PROBLEM TO SOLVE: Every record that follows is to be copied exactly, with the pictures omitted.

Top of RECORD EXCERPTS

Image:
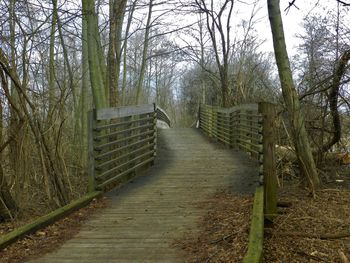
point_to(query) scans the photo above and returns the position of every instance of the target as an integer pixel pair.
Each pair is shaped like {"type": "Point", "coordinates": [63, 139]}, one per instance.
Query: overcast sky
{"type": "Point", "coordinates": [291, 20]}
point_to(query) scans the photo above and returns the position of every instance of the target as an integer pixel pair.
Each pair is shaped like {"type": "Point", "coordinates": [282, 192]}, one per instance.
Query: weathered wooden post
{"type": "Point", "coordinates": [155, 133]}
{"type": "Point", "coordinates": [91, 154]}
{"type": "Point", "coordinates": [269, 161]}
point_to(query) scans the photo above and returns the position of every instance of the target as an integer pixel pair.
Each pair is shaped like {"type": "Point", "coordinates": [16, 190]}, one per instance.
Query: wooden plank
{"type": "Point", "coordinates": [120, 112]}
{"type": "Point", "coordinates": [256, 233]}
{"type": "Point", "coordinates": [161, 205]}
{"type": "Point", "coordinates": [91, 154]}
{"type": "Point", "coordinates": [269, 159]}
{"type": "Point", "coordinates": [122, 123]}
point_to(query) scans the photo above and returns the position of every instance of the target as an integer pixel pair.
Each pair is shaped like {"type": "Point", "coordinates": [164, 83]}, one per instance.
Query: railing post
{"type": "Point", "coordinates": [91, 155]}
{"type": "Point", "coordinates": [155, 132]}
{"type": "Point", "coordinates": [269, 162]}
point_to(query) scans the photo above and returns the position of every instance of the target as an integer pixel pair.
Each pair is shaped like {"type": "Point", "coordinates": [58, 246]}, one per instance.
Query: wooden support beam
{"type": "Point", "coordinates": [256, 233]}
{"type": "Point", "coordinates": [269, 160]}
{"type": "Point", "coordinates": [46, 220]}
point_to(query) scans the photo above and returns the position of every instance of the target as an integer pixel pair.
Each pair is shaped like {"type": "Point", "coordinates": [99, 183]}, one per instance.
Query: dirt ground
{"type": "Point", "coordinates": [224, 230]}
{"type": "Point", "coordinates": [309, 229]}
{"type": "Point", "coordinates": [49, 238]}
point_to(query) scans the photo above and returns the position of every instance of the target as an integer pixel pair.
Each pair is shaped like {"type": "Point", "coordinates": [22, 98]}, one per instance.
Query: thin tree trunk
{"type": "Point", "coordinates": [96, 73]}
{"type": "Point", "coordinates": [51, 84]}
{"type": "Point", "coordinates": [7, 203]}
{"type": "Point", "coordinates": [141, 77]}
{"type": "Point", "coordinates": [125, 45]}
{"type": "Point", "coordinates": [296, 118]}
{"type": "Point", "coordinates": [117, 11]}
{"type": "Point", "coordinates": [84, 91]}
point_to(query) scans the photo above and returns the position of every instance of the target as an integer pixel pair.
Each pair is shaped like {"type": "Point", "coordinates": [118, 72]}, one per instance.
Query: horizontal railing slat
{"type": "Point", "coordinates": [120, 112]}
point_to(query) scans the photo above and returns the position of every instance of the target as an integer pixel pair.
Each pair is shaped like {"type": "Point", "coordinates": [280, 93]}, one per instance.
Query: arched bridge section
{"type": "Point", "coordinates": [143, 218]}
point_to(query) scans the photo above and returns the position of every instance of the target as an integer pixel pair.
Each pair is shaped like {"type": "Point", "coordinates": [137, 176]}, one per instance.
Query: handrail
{"type": "Point", "coordinates": [249, 127]}
{"type": "Point", "coordinates": [122, 140]}
{"type": "Point", "coordinates": [163, 116]}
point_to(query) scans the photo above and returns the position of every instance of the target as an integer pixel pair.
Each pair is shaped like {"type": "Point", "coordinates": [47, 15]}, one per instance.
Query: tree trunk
{"type": "Point", "coordinates": [7, 203]}
{"type": "Point", "coordinates": [51, 84]}
{"type": "Point", "coordinates": [96, 73]}
{"type": "Point", "coordinates": [117, 11]}
{"type": "Point", "coordinates": [333, 100]}
{"type": "Point", "coordinates": [296, 118]}
{"type": "Point", "coordinates": [141, 77]}
{"type": "Point", "coordinates": [84, 92]}
{"type": "Point", "coordinates": [125, 45]}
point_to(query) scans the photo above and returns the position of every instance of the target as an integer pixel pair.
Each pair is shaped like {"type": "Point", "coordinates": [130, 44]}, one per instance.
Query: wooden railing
{"type": "Point", "coordinates": [249, 127]}
{"type": "Point", "coordinates": [163, 116]}
{"type": "Point", "coordinates": [121, 141]}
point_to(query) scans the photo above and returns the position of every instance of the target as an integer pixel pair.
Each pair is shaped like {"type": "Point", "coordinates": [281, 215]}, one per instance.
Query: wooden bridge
{"type": "Point", "coordinates": [143, 218]}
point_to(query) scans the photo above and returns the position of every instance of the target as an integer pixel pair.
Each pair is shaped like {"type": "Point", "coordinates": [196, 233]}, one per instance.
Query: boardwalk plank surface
{"type": "Point", "coordinates": [143, 218]}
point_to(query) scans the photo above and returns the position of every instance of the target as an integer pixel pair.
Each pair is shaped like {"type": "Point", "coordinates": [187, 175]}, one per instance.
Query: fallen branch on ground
{"type": "Point", "coordinates": [309, 235]}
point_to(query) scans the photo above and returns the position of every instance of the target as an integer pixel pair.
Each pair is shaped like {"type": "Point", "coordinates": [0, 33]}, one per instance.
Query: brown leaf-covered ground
{"type": "Point", "coordinates": [327, 213]}
{"type": "Point", "coordinates": [49, 238]}
{"type": "Point", "coordinates": [224, 230]}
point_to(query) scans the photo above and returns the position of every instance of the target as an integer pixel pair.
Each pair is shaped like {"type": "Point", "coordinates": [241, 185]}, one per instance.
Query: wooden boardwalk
{"type": "Point", "coordinates": [143, 218]}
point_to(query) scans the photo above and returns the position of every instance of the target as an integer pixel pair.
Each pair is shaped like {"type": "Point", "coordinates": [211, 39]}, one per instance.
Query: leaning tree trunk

Bottom of RECORD EXCERPTS

EXERCISE SOLUTION:
Image:
point_to(query) scans the photo above and returns the position of every instance of the target as an integer pixel pair.
Each pair is shaped like {"type": "Point", "coordinates": [63, 139]}, one per instance.
Query: overcast sky
{"type": "Point", "coordinates": [291, 20]}
point_to(query) scans the photo above and returns the position of every instance of the target as an integer pixel pair.
Each pair is shaped like {"type": "Point", "coordinates": [282, 192]}, one per instance.
Query: weathered wooden post
{"type": "Point", "coordinates": [155, 133]}
{"type": "Point", "coordinates": [91, 154]}
{"type": "Point", "coordinates": [269, 161]}
point_to(query) scans the photo above and returns the position of every instance of the target as an integer pixel pair.
Each pair is shaped like {"type": "Point", "coordinates": [16, 190]}, one per instance.
Query: wooden plank
{"type": "Point", "coordinates": [120, 112]}
{"type": "Point", "coordinates": [256, 233]}
{"type": "Point", "coordinates": [161, 205]}
{"type": "Point", "coordinates": [91, 154]}
{"type": "Point", "coordinates": [269, 159]}
{"type": "Point", "coordinates": [122, 123]}
point_to(query) scans the photo above and returns the position of every instance of the target as an integer pixel pair.
Each pair is shaped like {"type": "Point", "coordinates": [164, 83]}, one per instance.
Query: railing post
{"type": "Point", "coordinates": [91, 155]}
{"type": "Point", "coordinates": [155, 132]}
{"type": "Point", "coordinates": [269, 162]}
point_to(query) scans the photo above and returns the position of every instance of the target as an integer pixel pair.
Each pair is shaped like {"type": "Point", "coordinates": [58, 246]}, one per instance.
Query: wooden support beam
{"type": "Point", "coordinates": [256, 233]}
{"type": "Point", "coordinates": [269, 160]}
{"type": "Point", "coordinates": [46, 220]}
point_to(query) scans the photo above and returns the position of every instance of the target as an integer pixel pair.
Each pair is shaped like {"type": "Point", "coordinates": [99, 183]}, one per instance.
Query: dirt ground
{"type": "Point", "coordinates": [224, 230]}
{"type": "Point", "coordinates": [309, 229]}
{"type": "Point", "coordinates": [49, 238]}
point_to(query) scans the photo above and returns the position of every instance of the target as an integer pixel pair.
Each pair is shaped like {"type": "Point", "coordinates": [22, 98]}, one per instance.
Query: thin tree trunk
{"type": "Point", "coordinates": [96, 73]}
{"type": "Point", "coordinates": [51, 84]}
{"type": "Point", "coordinates": [7, 203]}
{"type": "Point", "coordinates": [141, 77]}
{"type": "Point", "coordinates": [125, 45]}
{"type": "Point", "coordinates": [296, 118]}
{"type": "Point", "coordinates": [117, 11]}
{"type": "Point", "coordinates": [84, 91]}
point_to(query) scans the photo above and returns the position of every instance of the target as an integer pixel pair.
Each pair is shaped like {"type": "Point", "coordinates": [118, 72]}, one per instance.
Query: horizontal railing slat
{"type": "Point", "coordinates": [120, 112]}
point_to(query) scans the photo above and returns the position of every instance of the target as an integer pixel pair.
Each pair is shaped like {"type": "Point", "coordinates": [280, 93]}, one per instance.
Query: arched bridge section
{"type": "Point", "coordinates": [143, 218]}
point_to(query) scans the photo above and returns the position of every instance of the target as an integer pixel pair.
Each pair is shaped like {"type": "Point", "coordinates": [137, 176]}, one per instance.
Query: handrail
{"type": "Point", "coordinates": [249, 127]}
{"type": "Point", "coordinates": [122, 140]}
{"type": "Point", "coordinates": [163, 116]}
point_to(query) scans the photo above and returns the position of every instance of the target as an integer pixel pair.
Each pair is shaped like {"type": "Point", "coordinates": [47, 15]}, one per instance.
Query: tree trunk
{"type": "Point", "coordinates": [7, 203]}
{"type": "Point", "coordinates": [51, 84]}
{"type": "Point", "coordinates": [96, 73]}
{"type": "Point", "coordinates": [117, 11]}
{"type": "Point", "coordinates": [333, 100]}
{"type": "Point", "coordinates": [296, 118]}
{"type": "Point", "coordinates": [141, 77]}
{"type": "Point", "coordinates": [84, 92]}
{"type": "Point", "coordinates": [125, 45]}
point_to(query) scans the photo above and returns the position of every instance of the target as an integer pixel pair.
Each pair is shaped like {"type": "Point", "coordinates": [130, 44]}, one per instance.
Query: wooden railing
{"type": "Point", "coordinates": [249, 127]}
{"type": "Point", "coordinates": [163, 116]}
{"type": "Point", "coordinates": [121, 141]}
point_to(query) scans the photo above and returns the position of every instance of the target as an integer pixel pair.
Each pair is shaped like {"type": "Point", "coordinates": [281, 215]}, one per instance.
Query: wooden bridge
{"type": "Point", "coordinates": [143, 218]}
point_to(query) scans the photo above and returns the position of every instance of the target as an integer pixel pair.
Each pair is shaped like {"type": "Point", "coordinates": [196, 233]}, one per instance.
Query: boardwalk plank surface
{"type": "Point", "coordinates": [143, 218]}
point_to(query) scans the photo above and returns the position of every instance of the target as an integer pixel pair.
Each pair is shaped like {"type": "Point", "coordinates": [187, 175]}, one per instance.
Query: fallen branch on ground
{"type": "Point", "coordinates": [309, 235]}
point_to(query) scans the photo above and returns the position of every instance of the target as an integer pixel pair.
Each pair is shaped like {"type": "Point", "coordinates": [0, 33]}, one per instance.
Query: brown leaf-covered ground
{"type": "Point", "coordinates": [327, 213]}
{"type": "Point", "coordinates": [49, 238]}
{"type": "Point", "coordinates": [224, 230]}
point_to(query) scans the photo above and returns the position of every instance of the target as an integer pixel pair.
Each pair is shaped like {"type": "Point", "coordinates": [241, 185]}, one per instance.
Query: wooden boardwalk
{"type": "Point", "coordinates": [143, 218]}
point_to(query) scans the photo above and returns the position of every instance of the target as an integer pixel pair.
Each pair is shaped like {"type": "Point", "coordinates": [211, 39]}, one per instance.
Query: leaning tree trunk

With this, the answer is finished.